## Stored data entries:

++++++++

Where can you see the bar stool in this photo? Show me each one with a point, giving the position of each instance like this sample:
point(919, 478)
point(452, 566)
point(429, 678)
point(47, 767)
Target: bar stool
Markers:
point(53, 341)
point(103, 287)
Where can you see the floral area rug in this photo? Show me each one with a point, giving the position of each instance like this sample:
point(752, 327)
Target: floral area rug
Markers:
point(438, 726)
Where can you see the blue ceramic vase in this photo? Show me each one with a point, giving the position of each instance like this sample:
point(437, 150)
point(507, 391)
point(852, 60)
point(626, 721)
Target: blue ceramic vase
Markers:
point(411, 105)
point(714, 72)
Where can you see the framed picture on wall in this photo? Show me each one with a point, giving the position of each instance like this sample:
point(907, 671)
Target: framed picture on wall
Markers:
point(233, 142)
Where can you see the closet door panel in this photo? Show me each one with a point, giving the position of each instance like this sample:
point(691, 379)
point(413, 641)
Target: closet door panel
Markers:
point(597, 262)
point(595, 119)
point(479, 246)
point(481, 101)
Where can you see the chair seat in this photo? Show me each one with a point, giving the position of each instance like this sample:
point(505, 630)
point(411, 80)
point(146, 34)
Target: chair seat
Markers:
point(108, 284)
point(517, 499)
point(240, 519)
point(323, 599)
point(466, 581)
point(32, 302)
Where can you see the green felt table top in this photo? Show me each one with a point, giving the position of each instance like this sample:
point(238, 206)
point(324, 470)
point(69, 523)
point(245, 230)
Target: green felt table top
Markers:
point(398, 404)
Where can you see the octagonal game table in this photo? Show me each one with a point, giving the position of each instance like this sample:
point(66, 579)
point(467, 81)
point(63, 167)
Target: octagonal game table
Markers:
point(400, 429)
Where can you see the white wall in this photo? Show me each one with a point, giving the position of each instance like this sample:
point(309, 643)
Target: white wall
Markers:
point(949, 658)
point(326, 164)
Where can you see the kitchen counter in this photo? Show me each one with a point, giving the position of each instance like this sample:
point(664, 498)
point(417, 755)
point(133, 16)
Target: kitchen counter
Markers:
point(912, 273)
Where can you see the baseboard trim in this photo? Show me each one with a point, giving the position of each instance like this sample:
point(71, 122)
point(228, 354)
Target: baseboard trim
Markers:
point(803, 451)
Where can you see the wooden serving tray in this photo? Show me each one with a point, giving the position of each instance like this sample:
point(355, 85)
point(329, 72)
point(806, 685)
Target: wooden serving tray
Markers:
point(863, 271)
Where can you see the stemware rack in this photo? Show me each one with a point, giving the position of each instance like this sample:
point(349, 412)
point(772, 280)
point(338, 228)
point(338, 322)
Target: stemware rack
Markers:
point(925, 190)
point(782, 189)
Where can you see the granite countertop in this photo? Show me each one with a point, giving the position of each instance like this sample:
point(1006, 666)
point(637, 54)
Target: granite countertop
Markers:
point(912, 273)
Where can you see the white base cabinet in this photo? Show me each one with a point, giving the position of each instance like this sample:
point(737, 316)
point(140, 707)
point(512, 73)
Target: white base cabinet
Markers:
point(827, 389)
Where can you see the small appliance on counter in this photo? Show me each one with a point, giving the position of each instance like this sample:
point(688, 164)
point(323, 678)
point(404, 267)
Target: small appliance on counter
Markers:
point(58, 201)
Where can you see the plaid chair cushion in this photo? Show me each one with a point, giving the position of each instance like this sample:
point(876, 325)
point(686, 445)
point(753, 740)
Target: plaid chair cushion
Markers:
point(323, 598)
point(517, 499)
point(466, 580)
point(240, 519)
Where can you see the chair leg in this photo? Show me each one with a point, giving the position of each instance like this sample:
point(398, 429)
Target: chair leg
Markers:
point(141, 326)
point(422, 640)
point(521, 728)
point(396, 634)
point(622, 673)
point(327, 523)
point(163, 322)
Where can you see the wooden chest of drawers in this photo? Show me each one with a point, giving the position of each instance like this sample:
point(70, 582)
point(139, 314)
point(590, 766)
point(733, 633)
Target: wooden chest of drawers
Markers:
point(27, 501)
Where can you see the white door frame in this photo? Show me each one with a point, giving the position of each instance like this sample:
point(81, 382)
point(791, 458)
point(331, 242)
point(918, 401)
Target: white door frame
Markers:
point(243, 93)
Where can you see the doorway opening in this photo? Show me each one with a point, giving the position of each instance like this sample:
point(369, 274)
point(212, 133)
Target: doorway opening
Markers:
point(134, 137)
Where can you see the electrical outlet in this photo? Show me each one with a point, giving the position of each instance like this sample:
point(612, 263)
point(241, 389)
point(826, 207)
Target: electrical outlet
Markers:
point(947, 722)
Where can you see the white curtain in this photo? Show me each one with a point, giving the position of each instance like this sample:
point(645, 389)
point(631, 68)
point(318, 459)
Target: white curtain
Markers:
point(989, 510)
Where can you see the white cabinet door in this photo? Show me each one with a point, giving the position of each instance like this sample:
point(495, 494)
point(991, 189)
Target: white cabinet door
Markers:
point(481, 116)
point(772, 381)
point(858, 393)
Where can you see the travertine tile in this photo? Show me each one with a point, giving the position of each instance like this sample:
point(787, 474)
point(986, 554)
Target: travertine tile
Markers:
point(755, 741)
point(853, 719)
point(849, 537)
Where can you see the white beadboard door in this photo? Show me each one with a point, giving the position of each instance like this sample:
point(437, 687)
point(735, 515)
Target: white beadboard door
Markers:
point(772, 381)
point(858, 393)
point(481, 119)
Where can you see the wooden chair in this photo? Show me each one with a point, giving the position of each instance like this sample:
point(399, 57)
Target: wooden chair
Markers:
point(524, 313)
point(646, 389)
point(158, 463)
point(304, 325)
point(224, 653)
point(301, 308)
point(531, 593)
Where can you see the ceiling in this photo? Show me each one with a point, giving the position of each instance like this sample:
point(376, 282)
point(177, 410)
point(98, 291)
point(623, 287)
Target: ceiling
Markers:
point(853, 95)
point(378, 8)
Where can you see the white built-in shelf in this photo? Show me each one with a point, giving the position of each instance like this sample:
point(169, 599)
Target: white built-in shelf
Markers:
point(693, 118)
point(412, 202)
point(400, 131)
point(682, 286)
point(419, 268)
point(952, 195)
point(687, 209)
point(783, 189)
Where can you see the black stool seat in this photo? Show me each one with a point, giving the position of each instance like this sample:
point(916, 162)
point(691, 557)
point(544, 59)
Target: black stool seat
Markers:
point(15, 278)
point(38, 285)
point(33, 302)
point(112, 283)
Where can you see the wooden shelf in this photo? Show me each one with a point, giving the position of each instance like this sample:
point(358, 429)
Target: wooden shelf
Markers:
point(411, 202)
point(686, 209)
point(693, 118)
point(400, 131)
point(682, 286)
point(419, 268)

++++++++

## Task directions:
Convert the stored data entries above into a Markdown table with the columns Row and Line. Give each line its own numbered row and leave out blank lines.

## Exercise solution:
| Row | Line |
|---|---|
| 1 | Where can you see the bar stool in this photo? Show me each one with a point, giving the position of each instance like this sample: |
| 2 | point(919, 478) |
| 3 | point(452, 566) |
| 4 | point(429, 678) |
| 5 | point(47, 767) |
| 6 | Target: bar stool |
| 7 | Markers: |
| 8 | point(53, 341) |
| 9 | point(103, 287) |
| 10 | Where can you see the floral area rug in this photo? Show me each one with a point, giving the position of each instance like this sample: |
| 11 | point(752, 327) |
| 12 | Target: floral area rug |
| 13 | Markers: |
| 14 | point(438, 726) |
| 15 | Where can you see the blue ceramic vase in this photo? Show me each one with a point, giving the position of each instance like this sample: |
| 16 | point(437, 150) |
| 17 | point(507, 391) |
| 18 | point(852, 60) |
| 19 | point(626, 721) |
| 20 | Target: blue ceramic vase |
| 21 | Markers: |
| 22 | point(411, 105) |
| 23 | point(714, 72) |
| 24 | Where can you see the framed picture on wall in this photo? Show me each one with a point, giving the position of each instance like this sample: |
| 25 | point(907, 671) |
| 26 | Target: framed picture on wall |
| 27 | Markers: |
| 28 | point(233, 142) |
| 29 | Where can you see the closet door panel in this photo? Show me each one with a point, giving the position of each instance like this sample: |
| 30 | point(691, 379) |
| 31 | point(413, 641) |
| 32 | Target: closet door panel |
| 33 | Markers: |
| 34 | point(597, 262) |
| 35 | point(595, 119) |
| 36 | point(479, 246) |
| 37 | point(481, 101) |
| 38 | Where can you see the chair seat in this photo? Show me each one with a point, giving the position of each instance like this sample: |
| 39 | point(505, 630) |
| 40 | point(411, 80) |
| 41 | point(146, 34) |
| 42 | Target: chair seat |
| 43 | Markers: |
| 44 | point(108, 284) |
| 45 | point(517, 499) |
| 46 | point(240, 519) |
| 47 | point(323, 599) |
| 48 | point(466, 581) |
| 49 | point(32, 302) |
| 50 | Where can you see the green felt table top in this photo? Show me each one with a point, giving the position of each instance like this sample: |
| 51 | point(238, 206) |
| 52 | point(324, 470) |
| 53 | point(69, 523) |
| 54 | point(245, 230) |
| 55 | Target: green felt table top |
| 56 | Markers: |
| 57 | point(398, 404) |
| 58 | Where can you see the octagonal game table in this photo? Show me each one with a point, giving the position of each instance like this sample: |
| 59 | point(66, 579) |
| 60 | point(467, 81) |
| 61 | point(63, 167) |
| 62 | Target: octagonal game table |
| 63 | Markers: |
| 64 | point(400, 429) |
| 65 | Where can you see the white wall in this photo? Show me each one with a point, giving the position of each instance like this sample: |
| 66 | point(309, 643) |
| 67 | Target: white wall |
| 68 | Markers: |
| 69 | point(949, 658) |
| 70 | point(326, 164) |
| 71 | Where can you see the kitchen counter in this photo? Show me each one with a point, giving the position of each instance like this sample: |
| 72 | point(664, 498) |
| 73 | point(417, 755) |
| 74 | point(133, 16) |
| 75 | Target: kitchen counter |
| 76 | Markers: |
| 77 | point(912, 273) |
| 78 | Where can you see the baseboard trim in this photo? Show me each one with a point, giving the position of each instance like this sample: |
| 79 | point(71, 122) |
| 80 | point(228, 354) |
| 81 | Target: baseboard trim |
| 82 | Markers: |
| 83 | point(803, 451) |
| 84 | Where can you see the wooden serving tray in this photo? Show me each one with a point, giving the position of each instance like this sample: |
| 85 | point(355, 85) |
| 86 | point(329, 72) |
| 87 | point(806, 685) |
| 88 | Target: wooden serving tray |
| 89 | Markers: |
| 90 | point(863, 271) |
| 91 | Where can you see the stemware rack in this photo? Show me each one with a point, giving the position of each instance like this sample: |
| 92 | point(349, 412) |
| 93 | point(772, 280) |
| 94 | point(338, 228) |
| 95 | point(338, 322) |
| 96 | Target: stemware rack |
| 97 | Markers: |
| 98 | point(925, 190) |
| 99 | point(782, 189) |
| 100 | Where can you see the granite countertop in this photo? Show me each one with a point, giving the position of each instance like this sample: |
| 101 | point(1006, 666) |
| 102 | point(637, 54) |
| 103 | Target: granite countertop |
| 104 | Markers: |
| 105 | point(912, 273) |
| 106 | Where can you see the white base cabinet in this photo? Show me each one with a point, giving the position of each instance like this sample: |
| 107 | point(737, 316) |
| 108 | point(140, 707) |
| 109 | point(512, 73) |
| 110 | Target: white base cabinet |
| 111 | Markers: |
| 112 | point(827, 389) |
| 113 | Where can you see the small appliance on counter in this photo? Show me each one with a point, giving the position of each instance like this sample: |
| 114 | point(688, 164) |
| 115 | point(323, 678) |
| 116 | point(404, 267) |
| 117 | Target: small appliance on counter |
| 118 | Markers: |
| 119 | point(58, 201) |
| 120 | Where can you see the plaid chair cushion in this photo? Show me each one with a point, giving the position of each instance like this sample: |
| 121 | point(876, 325) |
| 122 | point(686, 445) |
| 123 | point(753, 740) |
| 124 | Target: plaid chair cushion |
| 125 | Markers: |
| 126 | point(323, 598) |
| 127 | point(517, 499) |
| 128 | point(466, 580) |
| 129 | point(240, 519) |
| 130 | Where can you see the chair leg in this photo? Show me each one with a point, giving the position of each instance like this sample: |
| 131 | point(398, 429) |
| 132 | Target: chair leg |
| 133 | Markers: |
| 134 | point(141, 326) |
| 135 | point(422, 640) |
| 136 | point(521, 728) |
| 137 | point(396, 634) |
| 138 | point(622, 673) |
| 139 | point(327, 523) |
| 140 | point(163, 322) |
| 141 | Where can you see the wooden chest of drawers in this photo? Show me each one with a point, giving the position of each instance like this sample: |
| 142 | point(70, 582) |
| 143 | point(139, 314) |
| 144 | point(590, 766) |
| 145 | point(733, 633) |
| 146 | Target: wooden chest of drawers |
| 147 | Markers: |
| 148 | point(27, 501) |
| 149 | Where can you see the white door frame in this photo? Show me each one with a point, giving the position of each instance like this sample: |
| 150 | point(81, 382) |
| 151 | point(791, 458) |
| 152 | point(331, 242) |
| 153 | point(918, 401) |
| 154 | Target: white door frame |
| 155 | Markers: |
| 156 | point(243, 93) |
| 157 | Where can you see the doorway opening in this photo? Show me each one with a point, giving the position of each instance like this sample: |
| 158 | point(369, 274) |
| 159 | point(212, 133) |
| 160 | Target: doorway opening |
| 161 | Markers: |
| 162 | point(134, 137) |
| 163 | Where can you see the electrical outlet in this photo? Show me each one with a point, giving the position of each instance like this sample: |
| 164 | point(612, 263) |
| 165 | point(241, 389) |
| 166 | point(826, 207) |
| 167 | Target: electrical outlet |
| 168 | Markers: |
| 169 | point(947, 722) |
| 170 | Where can you see the white curtain in this photo? Show me each one with a point, giving the position of each instance like this sample: |
| 171 | point(645, 389) |
| 172 | point(631, 68) |
| 173 | point(318, 459) |
| 174 | Target: white curtain |
| 175 | Markers: |
| 176 | point(989, 510) |
| 177 | Where can you see the white cabinet door in this photo? Show me each one with a point, giving the position of each instance like this sample: |
| 178 | point(495, 494) |
| 179 | point(991, 189) |
| 180 | Target: white cabinet door |
| 181 | Markers: |
| 182 | point(481, 116) |
| 183 | point(772, 381) |
| 184 | point(858, 393) |
| 185 | Where can you see the travertine tile in this photo? Show me each one with a point, giving the position of each instance like this sample: |
| 186 | point(787, 474) |
| 187 | point(986, 554) |
| 188 | Target: travertine tile |
| 189 | Markers: |
| 190 | point(755, 741) |
| 191 | point(853, 719) |
| 192 | point(849, 537) |
| 193 | Where can you see the white beadboard door in this photo? Show me each one with a point, giving the position of each instance like this sample: |
| 194 | point(437, 687) |
| 195 | point(735, 515) |
| 196 | Target: white beadboard door |
| 197 | Markers: |
| 198 | point(772, 381) |
| 199 | point(858, 393) |
| 200 | point(481, 119) |
| 201 | Where can you see the wooden chair in this photo? Show me each one with a point, giving the position of each instance like this sample: |
| 202 | point(399, 57) |
| 203 | Target: wooden chair |
| 204 | Markers: |
| 205 | point(524, 313) |
| 206 | point(646, 389) |
| 207 | point(158, 463) |
| 208 | point(304, 325) |
| 209 | point(224, 653) |
| 210 | point(301, 308) |
| 211 | point(531, 593) |
| 212 | Where can you see the ceiling in this photo? Show me each one with a point, giving the position of each instance like this sample: |
| 213 | point(376, 282) |
| 214 | point(177, 410) |
| 215 | point(98, 291) |
| 216 | point(623, 287) |
| 217 | Target: ceiling |
| 218 | Markers: |
| 219 | point(853, 95) |
| 220 | point(378, 8) |
| 221 | Where can you see the white built-in shelf in this photo? Show me each one with a point, giving the position of each instance like this sample: |
| 222 | point(169, 599) |
| 223 | Target: white built-in shelf |
| 224 | Markers: |
| 225 | point(693, 118) |
| 226 | point(412, 202) |
| 227 | point(400, 131) |
| 228 | point(682, 286) |
| 229 | point(419, 268) |
| 230 | point(952, 195) |
| 231 | point(687, 209) |
| 232 | point(783, 189) |
| 233 | Where can you see the black stool seat in this photo? Show me each one with a point, giving the position of each instance like this sample: |
| 234 | point(916, 162) |
| 235 | point(691, 557) |
| 236 | point(544, 59) |
| 237 | Target: black stool seat |
| 238 | Markers: |
| 239 | point(15, 278) |
| 240 | point(38, 285) |
| 241 | point(33, 302) |
| 242 | point(112, 283) |
| 243 | Where can you see the wooden shelf in this photo? Show me each one with a point, giving the position of each instance like this sample: |
| 244 | point(358, 429) |
| 245 | Target: wooden shelf |
| 246 | Markers: |
| 247 | point(411, 202) |
| 248 | point(686, 209) |
| 249 | point(693, 118) |
| 250 | point(400, 131) |
| 251 | point(682, 286) |
| 252 | point(419, 268) |